What you should do
Copy each line exactly.

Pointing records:
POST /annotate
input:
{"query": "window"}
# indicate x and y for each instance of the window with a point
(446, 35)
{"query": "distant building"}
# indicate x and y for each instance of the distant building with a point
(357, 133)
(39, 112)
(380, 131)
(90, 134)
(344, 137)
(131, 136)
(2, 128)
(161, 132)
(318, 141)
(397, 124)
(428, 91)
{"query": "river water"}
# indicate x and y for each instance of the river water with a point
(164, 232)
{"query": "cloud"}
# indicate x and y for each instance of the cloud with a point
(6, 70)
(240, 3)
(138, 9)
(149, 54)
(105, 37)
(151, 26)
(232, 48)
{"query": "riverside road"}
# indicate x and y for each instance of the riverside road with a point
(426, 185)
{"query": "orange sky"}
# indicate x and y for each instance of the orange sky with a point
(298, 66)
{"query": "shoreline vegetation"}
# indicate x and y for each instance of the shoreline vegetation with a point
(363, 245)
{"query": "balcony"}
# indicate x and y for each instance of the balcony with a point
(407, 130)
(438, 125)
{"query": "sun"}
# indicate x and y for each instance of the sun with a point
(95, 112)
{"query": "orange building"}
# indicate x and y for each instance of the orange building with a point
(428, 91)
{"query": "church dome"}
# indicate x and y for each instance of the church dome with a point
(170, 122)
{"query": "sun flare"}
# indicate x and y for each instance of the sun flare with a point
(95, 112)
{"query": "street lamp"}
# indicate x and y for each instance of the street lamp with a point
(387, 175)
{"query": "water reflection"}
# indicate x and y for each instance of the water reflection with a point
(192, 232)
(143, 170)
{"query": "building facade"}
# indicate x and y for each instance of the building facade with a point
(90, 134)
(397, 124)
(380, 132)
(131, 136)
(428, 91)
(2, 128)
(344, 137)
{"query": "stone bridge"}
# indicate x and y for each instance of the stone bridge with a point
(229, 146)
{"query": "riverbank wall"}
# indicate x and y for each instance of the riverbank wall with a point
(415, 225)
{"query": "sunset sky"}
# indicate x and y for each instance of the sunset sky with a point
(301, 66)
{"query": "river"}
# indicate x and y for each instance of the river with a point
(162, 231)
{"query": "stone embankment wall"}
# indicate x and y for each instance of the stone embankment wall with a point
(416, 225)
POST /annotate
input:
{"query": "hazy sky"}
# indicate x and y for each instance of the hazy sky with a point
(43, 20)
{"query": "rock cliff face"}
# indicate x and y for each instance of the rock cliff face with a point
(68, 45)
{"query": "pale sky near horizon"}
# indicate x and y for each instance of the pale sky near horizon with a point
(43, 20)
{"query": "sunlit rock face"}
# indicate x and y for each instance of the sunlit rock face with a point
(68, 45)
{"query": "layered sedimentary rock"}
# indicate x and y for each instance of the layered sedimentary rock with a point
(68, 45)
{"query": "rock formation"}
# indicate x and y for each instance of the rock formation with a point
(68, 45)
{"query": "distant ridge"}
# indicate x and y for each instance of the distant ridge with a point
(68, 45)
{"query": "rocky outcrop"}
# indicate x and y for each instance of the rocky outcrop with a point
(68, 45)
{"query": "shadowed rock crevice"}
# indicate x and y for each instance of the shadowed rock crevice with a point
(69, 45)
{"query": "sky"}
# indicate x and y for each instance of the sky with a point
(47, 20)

Written answer
POST /annotate
input:
{"query": "window"}
# indicate x and y for each instance of the window with a point
(446, 35)
{"query": "distant building"}
# indicate x and y for each instance of the distant building with a point
(357, 133)
(39, 112)
(380, 131)
(90, 134)
(344, 137)
(131, 136)
(2, 128)
(161, 132)
(318, 141)
(397, 124)
(428, 91)
{"query": "river water"}
# indicate x and y for each instance of the river water with a point
(164, 232)
{"query": "cloud"}
# indicate x and y for each instance of the cloud with a point
(6, 70)
(240, 3)
(138, 9)
(149, 54)
(105, 37)
(151, 26)
(232, 48)
{"query": "riverside road"}
# indicate x and y for each instance of the riverside road with a point
(426, 185)
{"query": "orange sky"}
# indicate x and y for each instance of the orange sky with a point
(298, 66)
{"query": "shoreline vegetation"}
# indicate x and y for each instance of the shoreline vegetation with a point
(363, 245)
{"query": "balcony"}
# indicate x and y for each instance of the balcony with a point
(407, 130)
(438, 125)
{"query": "sun"}
# indicate x and y for each instance of the sun with a point
(95, 112)
{"query": "orange building"}
# indicate x and y for each instance of the orange building with a point
(428, 91)
{"query": "church dome"}
# indicate x and y for each instance of the church dome with a point
(170, 122)
{"query": "sun flare"}
# indicate x and y for each instance of the sun flare with a point
(95, 112)
{"query": "street lamp"}
# indicate x and y for each instance of the street lamp with a point
(387, 175)
{"query": "water reflection"}
# indicate x and y for each instance of the water reflection with a point
(192, 232)
(143, 170)
{"query": "building facade"}
# indicate x and y for each instance of the building facade with a point
(90, 134)
(397, 124)
(380, 132)
(131, 136)
(428, 91)
(2, 128)
(344, 137)
{"query": "stone bridge"}
# indicate x and y for each instance of the stone bridge with a point
(229, 146)
{"query": "riverbank wall"}
# indicate x and y for each instance of the riverbank wall with a point
(415, 225)
{"query": "sunset sky"}
# indicate x and y for each instance of the sunset sky with a point
(301, 66)
{"query": "river"}
# indicate x and y for each instance of the river with a point
(162, 231)
{"query": "stone embankment wall"}
# indicate x and y for each instance of the stone embankment wall with a point
(416, 225)
POST /annotate
input:
{"query": "hazy sky"}
# indicate x and y for each instance of the hazy sky with a point
(43, 20)
{"query": "rock cliff face"}
# indicate x and y for each instance of the rock cliff face with a point
(68, 45)
{"query": "pale sky near horizon"}
# indicate x and y for each instance of the pale sky near horizon with a point
(43, 20)
{"query": "sunlit rock face"}
# indicate x and y for each instance of the sunlit rock face with a point
(68, 45)
{"query": "layered sedimentary rock"}
# indicate x and y for each instance of the layered sedimentary rock with a point
(68, 45)
{"query": "rock formation"}
# indicate x and y for each instance of the rock formation with a point
(68, 45)
{"query": "distant ridge"}
# indicate x and y for each instance of the distant ridge with a point
(68, 45)
{"query": "rocky outcrop"}
# indicate x and y for each instance of the rocky outcrop with a point
(68, 45)
{"query": "shadowed rock crevice"}
# indicate x and y for each instance of the shadowed rock crevice with a point
(69, 45)
{"query": "sky"}
# indicate x and y for each instance of the sky with a point
(47, 20)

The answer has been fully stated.